_Prompt 1_. Condense the paragraph of the letter to Cowles Mead that begins "Mr. Williams’ claim to Salary" into a short bulleted list that keeps its main facts.
_Prompt 2_. Write the next part of the letter to Cowles Mead, starting after its last sentence.

_Text shown_.
◆ ◆ ◆ ◆

James Madison Papers

From James Madison to Cowles Mead, 2 February 1807

To Cowles Mead

Department of State February 2d. 1807.

Sir.

I have received your several letters of the 28th. October, 24th. Novr. & 4th. of December.1

Mr. Williams’ claim to Salary as Secretary of the Mississippi Territory being admitted to the 3d. of June last, excludes the admission of yours antecidently to that day, and this circumstance was no doubt the cause of your having drawn for more than can be legally allowed.2 At the time of the bill for a quarters salary being presented, which was during my absence, the Salary of Secretary had been paid up, and none was payable until the succeeding quarter, no[r] were there more than about seventy dollars of the Contingent fund for the Territory remaining unapplied; it was therefore impossible to make any arrangement by which the bill could be paid.

◆ ◆ ◆ ◆

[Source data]
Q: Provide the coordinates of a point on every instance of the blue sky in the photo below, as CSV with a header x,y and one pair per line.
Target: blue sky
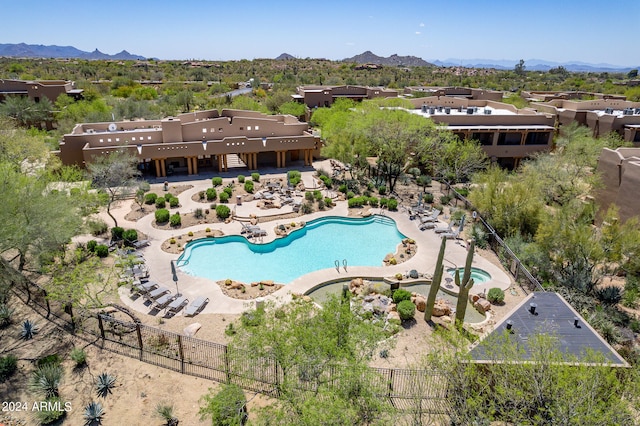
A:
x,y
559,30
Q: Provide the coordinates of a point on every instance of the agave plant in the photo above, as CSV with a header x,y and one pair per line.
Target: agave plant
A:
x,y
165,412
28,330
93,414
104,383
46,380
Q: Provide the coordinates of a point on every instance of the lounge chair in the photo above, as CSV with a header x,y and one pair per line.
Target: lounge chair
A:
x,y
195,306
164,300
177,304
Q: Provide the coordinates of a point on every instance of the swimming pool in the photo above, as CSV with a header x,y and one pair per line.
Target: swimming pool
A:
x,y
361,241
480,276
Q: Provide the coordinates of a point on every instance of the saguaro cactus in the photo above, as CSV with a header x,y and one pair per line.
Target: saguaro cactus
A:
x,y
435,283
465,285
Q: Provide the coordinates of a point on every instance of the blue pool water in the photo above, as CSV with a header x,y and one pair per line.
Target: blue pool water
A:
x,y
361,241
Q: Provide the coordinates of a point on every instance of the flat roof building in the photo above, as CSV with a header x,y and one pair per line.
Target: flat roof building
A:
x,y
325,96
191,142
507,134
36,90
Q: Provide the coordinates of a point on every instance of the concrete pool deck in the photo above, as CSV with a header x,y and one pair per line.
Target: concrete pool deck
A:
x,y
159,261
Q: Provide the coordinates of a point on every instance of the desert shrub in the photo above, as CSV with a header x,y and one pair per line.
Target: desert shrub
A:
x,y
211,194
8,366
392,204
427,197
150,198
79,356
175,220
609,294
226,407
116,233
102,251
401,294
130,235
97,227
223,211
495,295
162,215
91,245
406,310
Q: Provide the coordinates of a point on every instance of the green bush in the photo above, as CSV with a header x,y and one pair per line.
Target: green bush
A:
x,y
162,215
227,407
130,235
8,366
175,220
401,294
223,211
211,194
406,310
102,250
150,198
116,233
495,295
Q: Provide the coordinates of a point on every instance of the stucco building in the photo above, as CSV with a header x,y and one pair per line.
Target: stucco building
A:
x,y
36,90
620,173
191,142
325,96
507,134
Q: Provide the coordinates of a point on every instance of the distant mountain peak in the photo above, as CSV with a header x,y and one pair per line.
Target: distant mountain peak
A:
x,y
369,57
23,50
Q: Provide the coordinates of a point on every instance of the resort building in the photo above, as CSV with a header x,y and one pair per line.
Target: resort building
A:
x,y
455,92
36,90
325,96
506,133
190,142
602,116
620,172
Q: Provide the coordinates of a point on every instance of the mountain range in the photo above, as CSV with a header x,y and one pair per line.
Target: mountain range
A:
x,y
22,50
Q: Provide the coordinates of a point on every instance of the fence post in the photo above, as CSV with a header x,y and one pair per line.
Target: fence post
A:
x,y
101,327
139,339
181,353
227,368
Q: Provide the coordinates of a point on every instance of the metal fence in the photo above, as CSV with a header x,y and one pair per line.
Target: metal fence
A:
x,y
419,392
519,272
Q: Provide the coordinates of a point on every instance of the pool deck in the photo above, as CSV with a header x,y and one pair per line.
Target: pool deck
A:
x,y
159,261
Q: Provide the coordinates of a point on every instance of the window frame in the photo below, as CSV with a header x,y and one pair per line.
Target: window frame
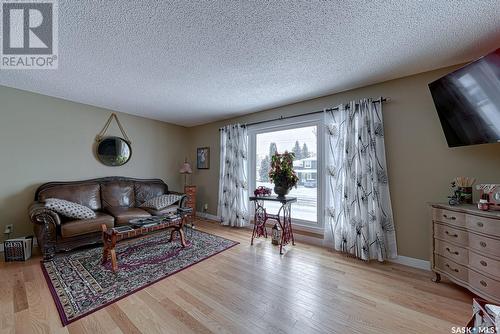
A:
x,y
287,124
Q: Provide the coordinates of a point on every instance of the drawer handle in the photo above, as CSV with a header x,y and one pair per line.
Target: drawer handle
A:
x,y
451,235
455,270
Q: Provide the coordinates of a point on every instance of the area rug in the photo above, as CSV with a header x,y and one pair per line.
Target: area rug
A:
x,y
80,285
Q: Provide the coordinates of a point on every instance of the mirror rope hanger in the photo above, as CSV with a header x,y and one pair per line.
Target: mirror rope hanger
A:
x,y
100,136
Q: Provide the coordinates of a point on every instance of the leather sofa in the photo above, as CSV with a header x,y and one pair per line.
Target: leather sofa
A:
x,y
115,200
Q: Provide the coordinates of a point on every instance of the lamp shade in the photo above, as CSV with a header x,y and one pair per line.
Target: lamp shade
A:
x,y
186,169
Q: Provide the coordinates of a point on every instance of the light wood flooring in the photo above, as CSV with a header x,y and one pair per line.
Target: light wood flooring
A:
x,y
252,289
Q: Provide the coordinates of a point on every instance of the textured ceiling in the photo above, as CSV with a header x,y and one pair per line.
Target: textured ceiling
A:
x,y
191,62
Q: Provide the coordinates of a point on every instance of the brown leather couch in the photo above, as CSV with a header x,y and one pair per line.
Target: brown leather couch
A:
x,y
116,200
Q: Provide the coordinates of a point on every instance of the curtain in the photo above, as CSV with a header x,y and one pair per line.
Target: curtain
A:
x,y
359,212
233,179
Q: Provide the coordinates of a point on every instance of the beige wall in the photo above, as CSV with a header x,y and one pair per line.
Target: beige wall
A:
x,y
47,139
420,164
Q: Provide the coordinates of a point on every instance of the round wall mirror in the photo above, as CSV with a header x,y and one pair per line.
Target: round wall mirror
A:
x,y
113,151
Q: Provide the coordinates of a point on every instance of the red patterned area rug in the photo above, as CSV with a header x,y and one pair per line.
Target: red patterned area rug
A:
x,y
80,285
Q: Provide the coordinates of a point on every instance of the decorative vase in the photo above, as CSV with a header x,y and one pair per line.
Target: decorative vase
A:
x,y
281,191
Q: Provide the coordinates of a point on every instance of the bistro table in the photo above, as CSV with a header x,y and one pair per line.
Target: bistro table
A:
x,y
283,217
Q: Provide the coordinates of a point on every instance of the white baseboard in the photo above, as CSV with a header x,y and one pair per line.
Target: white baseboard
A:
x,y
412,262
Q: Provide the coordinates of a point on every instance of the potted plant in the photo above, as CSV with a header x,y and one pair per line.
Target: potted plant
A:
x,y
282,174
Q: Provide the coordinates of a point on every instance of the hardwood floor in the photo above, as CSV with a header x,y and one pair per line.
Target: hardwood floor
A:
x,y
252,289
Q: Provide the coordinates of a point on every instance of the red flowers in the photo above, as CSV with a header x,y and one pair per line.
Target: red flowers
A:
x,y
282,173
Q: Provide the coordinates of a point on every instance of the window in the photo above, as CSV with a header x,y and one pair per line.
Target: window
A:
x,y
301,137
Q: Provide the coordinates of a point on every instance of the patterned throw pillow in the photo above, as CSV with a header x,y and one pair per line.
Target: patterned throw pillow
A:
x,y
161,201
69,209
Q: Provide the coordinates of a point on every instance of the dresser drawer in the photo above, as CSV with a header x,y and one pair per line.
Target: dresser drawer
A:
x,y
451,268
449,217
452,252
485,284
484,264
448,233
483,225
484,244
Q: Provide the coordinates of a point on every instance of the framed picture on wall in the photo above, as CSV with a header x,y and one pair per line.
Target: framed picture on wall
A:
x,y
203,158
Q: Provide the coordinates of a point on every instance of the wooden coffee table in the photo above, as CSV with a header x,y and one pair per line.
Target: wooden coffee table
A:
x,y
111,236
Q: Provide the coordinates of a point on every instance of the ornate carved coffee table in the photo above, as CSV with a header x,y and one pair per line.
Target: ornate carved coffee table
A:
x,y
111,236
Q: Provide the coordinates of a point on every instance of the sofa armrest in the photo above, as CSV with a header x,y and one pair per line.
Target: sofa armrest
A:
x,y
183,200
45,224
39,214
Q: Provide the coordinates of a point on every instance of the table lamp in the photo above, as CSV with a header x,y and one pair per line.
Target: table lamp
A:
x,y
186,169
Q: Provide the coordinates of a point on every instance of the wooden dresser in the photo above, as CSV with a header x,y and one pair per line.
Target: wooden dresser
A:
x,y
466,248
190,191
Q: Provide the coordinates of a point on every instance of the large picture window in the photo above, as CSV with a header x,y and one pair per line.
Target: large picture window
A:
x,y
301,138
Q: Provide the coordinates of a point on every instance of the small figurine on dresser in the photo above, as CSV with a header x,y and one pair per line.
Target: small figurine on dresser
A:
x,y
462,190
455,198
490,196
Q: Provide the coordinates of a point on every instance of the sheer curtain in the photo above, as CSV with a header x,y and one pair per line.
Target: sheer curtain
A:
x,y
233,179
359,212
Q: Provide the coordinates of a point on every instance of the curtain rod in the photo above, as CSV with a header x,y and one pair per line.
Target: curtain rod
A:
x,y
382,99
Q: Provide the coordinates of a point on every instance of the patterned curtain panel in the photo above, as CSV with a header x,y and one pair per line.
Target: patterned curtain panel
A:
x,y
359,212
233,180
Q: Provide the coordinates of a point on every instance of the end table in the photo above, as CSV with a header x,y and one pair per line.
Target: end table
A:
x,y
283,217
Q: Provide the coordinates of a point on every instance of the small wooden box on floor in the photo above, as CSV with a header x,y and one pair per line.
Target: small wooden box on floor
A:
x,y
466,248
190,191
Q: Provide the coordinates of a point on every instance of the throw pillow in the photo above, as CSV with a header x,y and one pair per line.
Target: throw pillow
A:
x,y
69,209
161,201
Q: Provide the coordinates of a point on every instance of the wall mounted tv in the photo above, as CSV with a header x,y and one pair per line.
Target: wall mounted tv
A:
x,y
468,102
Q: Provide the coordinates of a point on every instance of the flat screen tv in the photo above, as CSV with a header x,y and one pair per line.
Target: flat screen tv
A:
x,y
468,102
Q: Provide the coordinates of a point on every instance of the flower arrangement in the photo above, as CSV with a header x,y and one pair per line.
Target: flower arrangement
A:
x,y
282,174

◆ ◆ ◆ ◆

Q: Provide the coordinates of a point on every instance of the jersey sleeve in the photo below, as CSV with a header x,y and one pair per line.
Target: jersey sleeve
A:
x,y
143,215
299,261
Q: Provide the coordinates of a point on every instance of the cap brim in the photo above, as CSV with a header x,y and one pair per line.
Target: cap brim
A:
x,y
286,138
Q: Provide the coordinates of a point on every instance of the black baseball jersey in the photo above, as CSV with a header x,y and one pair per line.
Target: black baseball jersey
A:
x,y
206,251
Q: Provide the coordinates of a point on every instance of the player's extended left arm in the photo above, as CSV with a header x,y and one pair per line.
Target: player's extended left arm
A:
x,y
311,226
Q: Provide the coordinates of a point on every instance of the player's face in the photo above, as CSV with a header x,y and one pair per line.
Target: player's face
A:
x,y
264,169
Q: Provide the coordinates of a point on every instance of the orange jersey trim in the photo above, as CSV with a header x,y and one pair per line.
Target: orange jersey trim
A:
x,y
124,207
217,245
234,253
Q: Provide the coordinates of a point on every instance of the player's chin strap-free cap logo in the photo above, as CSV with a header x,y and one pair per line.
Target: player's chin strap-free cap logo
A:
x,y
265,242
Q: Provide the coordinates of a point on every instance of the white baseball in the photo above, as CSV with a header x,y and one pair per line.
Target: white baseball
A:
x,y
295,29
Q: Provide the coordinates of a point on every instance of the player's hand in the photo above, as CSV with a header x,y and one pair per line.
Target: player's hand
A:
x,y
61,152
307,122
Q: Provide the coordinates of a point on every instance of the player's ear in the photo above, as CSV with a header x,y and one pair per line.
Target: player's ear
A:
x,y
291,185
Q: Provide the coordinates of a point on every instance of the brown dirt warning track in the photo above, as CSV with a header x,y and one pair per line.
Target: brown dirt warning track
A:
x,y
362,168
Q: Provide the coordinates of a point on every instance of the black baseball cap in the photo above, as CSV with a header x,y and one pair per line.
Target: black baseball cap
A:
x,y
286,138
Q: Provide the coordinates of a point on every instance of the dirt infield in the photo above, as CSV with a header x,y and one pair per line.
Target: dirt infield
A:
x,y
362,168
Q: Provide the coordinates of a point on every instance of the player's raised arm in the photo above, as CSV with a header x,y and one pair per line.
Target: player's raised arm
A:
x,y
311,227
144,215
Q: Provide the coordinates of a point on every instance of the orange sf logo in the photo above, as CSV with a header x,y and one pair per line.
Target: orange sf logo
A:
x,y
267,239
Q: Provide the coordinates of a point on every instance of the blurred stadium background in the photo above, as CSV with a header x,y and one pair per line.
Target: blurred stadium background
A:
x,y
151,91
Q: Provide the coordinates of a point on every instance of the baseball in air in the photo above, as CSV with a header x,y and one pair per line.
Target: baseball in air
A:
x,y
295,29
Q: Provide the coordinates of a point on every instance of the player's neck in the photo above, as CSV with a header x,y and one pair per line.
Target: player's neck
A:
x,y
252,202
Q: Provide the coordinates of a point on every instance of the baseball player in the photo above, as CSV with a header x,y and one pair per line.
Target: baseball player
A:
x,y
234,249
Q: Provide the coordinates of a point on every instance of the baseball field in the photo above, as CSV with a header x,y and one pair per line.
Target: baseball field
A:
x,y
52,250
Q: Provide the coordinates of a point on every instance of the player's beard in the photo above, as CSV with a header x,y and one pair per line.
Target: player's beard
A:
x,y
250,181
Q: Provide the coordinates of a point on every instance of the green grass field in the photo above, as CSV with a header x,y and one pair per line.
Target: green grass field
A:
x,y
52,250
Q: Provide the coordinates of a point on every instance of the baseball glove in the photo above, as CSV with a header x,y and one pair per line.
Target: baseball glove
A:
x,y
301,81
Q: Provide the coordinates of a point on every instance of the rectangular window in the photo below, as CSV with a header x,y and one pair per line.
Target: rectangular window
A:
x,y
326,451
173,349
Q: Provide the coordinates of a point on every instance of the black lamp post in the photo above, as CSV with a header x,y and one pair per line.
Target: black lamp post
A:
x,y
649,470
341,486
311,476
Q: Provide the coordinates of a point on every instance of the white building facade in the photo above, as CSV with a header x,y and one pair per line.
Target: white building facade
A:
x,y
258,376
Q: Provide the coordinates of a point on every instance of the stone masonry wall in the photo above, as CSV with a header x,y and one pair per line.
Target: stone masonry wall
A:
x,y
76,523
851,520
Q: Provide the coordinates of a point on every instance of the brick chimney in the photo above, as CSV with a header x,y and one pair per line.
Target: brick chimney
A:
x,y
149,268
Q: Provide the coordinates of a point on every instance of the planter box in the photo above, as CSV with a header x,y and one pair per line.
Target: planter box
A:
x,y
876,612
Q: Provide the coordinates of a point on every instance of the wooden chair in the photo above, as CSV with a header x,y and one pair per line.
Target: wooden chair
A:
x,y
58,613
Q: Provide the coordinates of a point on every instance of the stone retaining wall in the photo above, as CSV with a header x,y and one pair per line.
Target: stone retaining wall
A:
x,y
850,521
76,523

◆ ◆ ◆ ◆

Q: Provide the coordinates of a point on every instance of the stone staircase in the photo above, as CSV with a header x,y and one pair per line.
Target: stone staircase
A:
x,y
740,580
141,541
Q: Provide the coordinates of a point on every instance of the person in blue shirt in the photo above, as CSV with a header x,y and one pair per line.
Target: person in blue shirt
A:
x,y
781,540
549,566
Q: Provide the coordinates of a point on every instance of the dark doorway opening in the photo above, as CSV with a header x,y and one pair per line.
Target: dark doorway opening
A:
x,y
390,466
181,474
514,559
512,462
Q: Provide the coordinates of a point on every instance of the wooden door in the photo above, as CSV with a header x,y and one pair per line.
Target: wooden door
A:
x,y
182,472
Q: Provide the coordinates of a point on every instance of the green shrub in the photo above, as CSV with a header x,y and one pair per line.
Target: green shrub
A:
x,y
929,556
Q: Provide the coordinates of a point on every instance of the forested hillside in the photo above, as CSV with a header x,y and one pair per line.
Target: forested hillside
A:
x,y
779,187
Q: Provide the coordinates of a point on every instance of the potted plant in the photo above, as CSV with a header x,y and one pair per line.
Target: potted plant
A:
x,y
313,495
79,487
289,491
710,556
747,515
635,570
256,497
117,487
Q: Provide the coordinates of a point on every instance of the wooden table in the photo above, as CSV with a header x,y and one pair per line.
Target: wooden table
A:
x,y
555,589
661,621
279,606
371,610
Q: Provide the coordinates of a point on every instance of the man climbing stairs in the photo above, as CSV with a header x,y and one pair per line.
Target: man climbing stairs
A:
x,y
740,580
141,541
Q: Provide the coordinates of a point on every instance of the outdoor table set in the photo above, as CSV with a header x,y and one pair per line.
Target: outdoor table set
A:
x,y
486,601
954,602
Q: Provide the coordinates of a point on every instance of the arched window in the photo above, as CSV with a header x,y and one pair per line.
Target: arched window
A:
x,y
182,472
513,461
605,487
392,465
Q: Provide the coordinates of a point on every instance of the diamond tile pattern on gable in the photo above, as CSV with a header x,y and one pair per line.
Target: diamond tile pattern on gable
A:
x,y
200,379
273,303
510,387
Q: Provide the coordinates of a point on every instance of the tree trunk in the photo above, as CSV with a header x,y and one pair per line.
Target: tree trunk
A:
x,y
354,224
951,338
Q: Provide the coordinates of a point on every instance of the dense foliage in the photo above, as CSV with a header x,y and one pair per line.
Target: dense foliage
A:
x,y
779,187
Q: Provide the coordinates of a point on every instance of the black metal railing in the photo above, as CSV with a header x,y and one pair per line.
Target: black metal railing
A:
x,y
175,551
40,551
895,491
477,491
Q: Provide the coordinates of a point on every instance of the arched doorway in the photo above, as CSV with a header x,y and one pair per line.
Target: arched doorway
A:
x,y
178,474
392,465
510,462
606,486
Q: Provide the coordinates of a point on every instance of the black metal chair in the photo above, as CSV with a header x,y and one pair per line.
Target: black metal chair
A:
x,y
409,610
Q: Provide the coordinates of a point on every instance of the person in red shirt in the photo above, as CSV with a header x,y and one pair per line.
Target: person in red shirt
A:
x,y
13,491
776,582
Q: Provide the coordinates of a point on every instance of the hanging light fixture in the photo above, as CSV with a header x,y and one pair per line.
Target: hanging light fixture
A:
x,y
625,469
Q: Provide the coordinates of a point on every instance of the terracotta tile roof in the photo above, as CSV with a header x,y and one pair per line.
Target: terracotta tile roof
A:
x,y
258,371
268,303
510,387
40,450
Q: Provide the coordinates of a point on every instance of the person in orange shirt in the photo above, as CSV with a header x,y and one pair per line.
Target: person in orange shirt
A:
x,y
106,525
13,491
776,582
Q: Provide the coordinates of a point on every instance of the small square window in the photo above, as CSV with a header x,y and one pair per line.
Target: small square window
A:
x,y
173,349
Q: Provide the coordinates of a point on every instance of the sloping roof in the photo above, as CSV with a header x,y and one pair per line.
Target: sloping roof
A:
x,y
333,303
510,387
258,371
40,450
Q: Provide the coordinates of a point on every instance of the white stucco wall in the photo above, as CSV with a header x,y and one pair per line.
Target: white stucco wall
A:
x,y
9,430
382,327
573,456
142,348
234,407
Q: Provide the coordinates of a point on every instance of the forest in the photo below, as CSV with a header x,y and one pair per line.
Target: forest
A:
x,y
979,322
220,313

◆ ◆ ◆ ◆

_Written response 1_.
- Mr. Williams' claim to salary as Secretary of the Mississippi Territory is admitted up to June 3 last, so Mead's claim cannot be admitted for any time before that day.
- This was likely why Mead drew for more than can legally be allowed.
- When the bill for a quarter's salary was presented, during Madison's absence, the Secretary's salary had already been paid up, and none was due until the next quarter.
- Only about seventy dollars of the Territory's contingent fund remained unapplied.
- No arrangement could therefore be made to pay the bill.

_Written response 2_.
Three hundred dollars have been paid to Mr. Chew for his compensation, and one hundred & fifteen for his expenses, which he represents as having been included in the agreement he made with you for carrying the dispatches. Should you understand it otherwise he has engaged to return the money in which case you will credit the public with it.

I have caused him to be paid on your account the whole remaining balance of the appropriations for the contingent expenses of the Mississippi Territory, being only about Seventy two dollars, and shall increase the sum as soon as the new appropriation law passes & he returns to this City.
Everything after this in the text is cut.